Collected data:
::::::::::

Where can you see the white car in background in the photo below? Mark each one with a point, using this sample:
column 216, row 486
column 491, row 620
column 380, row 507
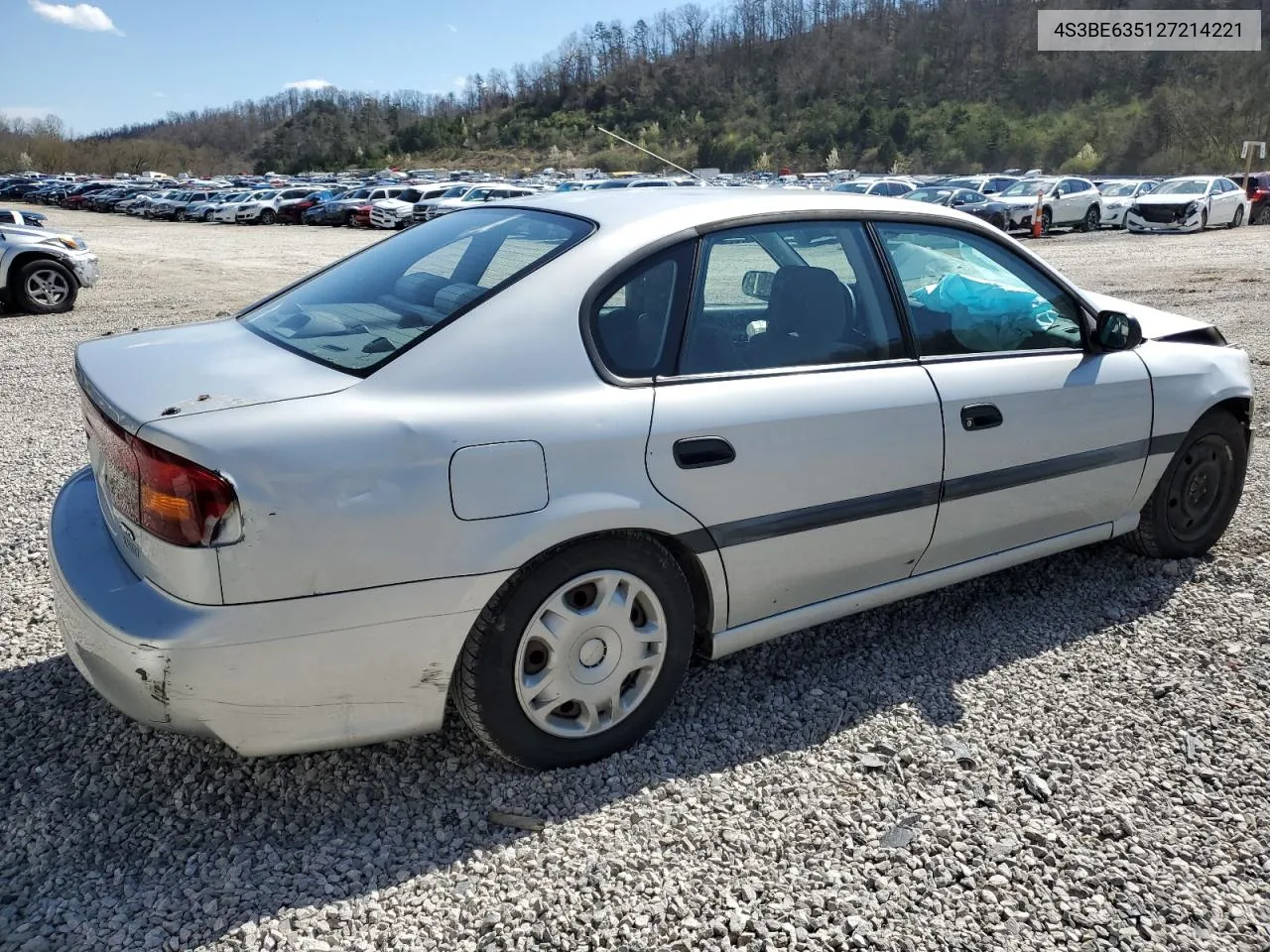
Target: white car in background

::::::::::

### Written request
Rewrite the rows above, swapping every "column" for "col" and keeping everything else the same, but leave out the pictures.

### Response to this exercise
Where can you see the white car in background in the photo below? Mark each one with a point, using this sample:
col 216, row 486
col 491, row 620
col 380, row 507
Target: white car in background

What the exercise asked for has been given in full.